DOCUMENT TEXT
The most pertinent question that comes to mind when investing in Big Data is "what is big data." For most investors - technical definitions are too in-depth and articles written by journalists gloss over the topic without any real analysis.
While it's a bit early in the technology's life to determine the full use cases, requirements, and implications to confidently pick winners and losers, it's still possible to pick technologies that present new opportunities - hence growth - the favorite tune of Wall Street. We'll start with an overview of Big Data and present 5 very interesting companies that allow direct exposure to each of the 3 lateral sections in Big Data.
This is a Primer on Big Data posted on my blog - I'll be updating it as time goes on so check there for the most recent version:
With the evolution and growth of digital data, there's been a trend of 'Big Data' - there's no official definitions but there's some industry rule-of-thumbs:
If you have to ask, you probably aren't using it
But the non-whimsical and grounded definition is probably:
data that is too complex/large to process with standard database management systems or traditional analytics
While there aren't technical delineations amongst all big data - there are common characteristics:
Volume - the most obvious is size. Users are generating immense amounts of data with their software and hardware - from obvious things like Facebook (FB) content and Twitter (TWTR), to subtle things like application settings, playlists in the cloud, exercise tracking.
If you think about software written for a traditional company, it's designed for access by hundreds of thousands of employees at once - even then, the average case is generally less than that (in the middle of the night, non-peak hours). While Google (GOOG) is an extreme example, the search engine processes billions of search queries daily.
Velocity - the rate at which we are creating this data. A relevant example is electronic trading; there are more trades being executed each hour than there was 10 years ago in a day. The data that could fit in a tape-ticker would require several hundred tickers simultaneously nowadays.
If you're not familiar with Foursquare - it's a location based social media site that lets users 'check in' into places they're currently at on mobile devices. The platform shares this information through other social media and allows pictures, comments, tagging. If Foursquare were to disseminate this information to retailers, they'd have to process hundreds of thousands of requests simultaneously:
- you have people checking in
- Foursquare processing the data
- Foursquare distributing data out
- retailers pulling more (contextual) data out (user profile, has this user come to my place before?).
This would all have to be done in a timely manner - within the first few moments of the customer coming in so the retailer can prepare appropriately - otherwise the data becomes non-veracious: a point later explained.

SHORT PROBLEM
Name each company in the big data primer above that appears with a stock ticker in parentheses, and give its ticker.

LISTED RECORDS
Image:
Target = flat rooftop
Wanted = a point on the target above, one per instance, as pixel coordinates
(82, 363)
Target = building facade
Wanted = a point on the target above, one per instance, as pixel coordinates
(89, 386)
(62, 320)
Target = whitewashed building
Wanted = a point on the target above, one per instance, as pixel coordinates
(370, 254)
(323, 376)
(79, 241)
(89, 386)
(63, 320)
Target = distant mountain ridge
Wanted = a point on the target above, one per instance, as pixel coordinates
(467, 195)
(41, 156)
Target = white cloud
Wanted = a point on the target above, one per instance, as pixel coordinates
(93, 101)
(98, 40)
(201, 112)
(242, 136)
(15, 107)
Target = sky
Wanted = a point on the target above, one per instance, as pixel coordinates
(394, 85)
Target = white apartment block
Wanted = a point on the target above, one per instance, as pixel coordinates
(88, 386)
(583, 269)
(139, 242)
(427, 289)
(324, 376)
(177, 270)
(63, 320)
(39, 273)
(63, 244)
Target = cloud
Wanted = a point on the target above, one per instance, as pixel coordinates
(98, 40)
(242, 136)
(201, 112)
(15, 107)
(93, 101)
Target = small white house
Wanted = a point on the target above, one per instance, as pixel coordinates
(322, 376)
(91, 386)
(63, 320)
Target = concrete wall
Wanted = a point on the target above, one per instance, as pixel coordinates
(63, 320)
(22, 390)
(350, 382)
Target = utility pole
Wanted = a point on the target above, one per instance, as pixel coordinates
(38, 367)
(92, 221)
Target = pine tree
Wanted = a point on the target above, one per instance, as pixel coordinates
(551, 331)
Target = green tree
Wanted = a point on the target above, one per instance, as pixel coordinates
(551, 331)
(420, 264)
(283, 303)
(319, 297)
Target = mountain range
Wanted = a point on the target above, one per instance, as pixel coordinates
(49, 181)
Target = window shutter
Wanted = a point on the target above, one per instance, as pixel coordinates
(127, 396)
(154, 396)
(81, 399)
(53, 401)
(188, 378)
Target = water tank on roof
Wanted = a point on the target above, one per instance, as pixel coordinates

CORRECT RESPONSE
Facebook (FB), Twitter (TWTR), Google (GOOG)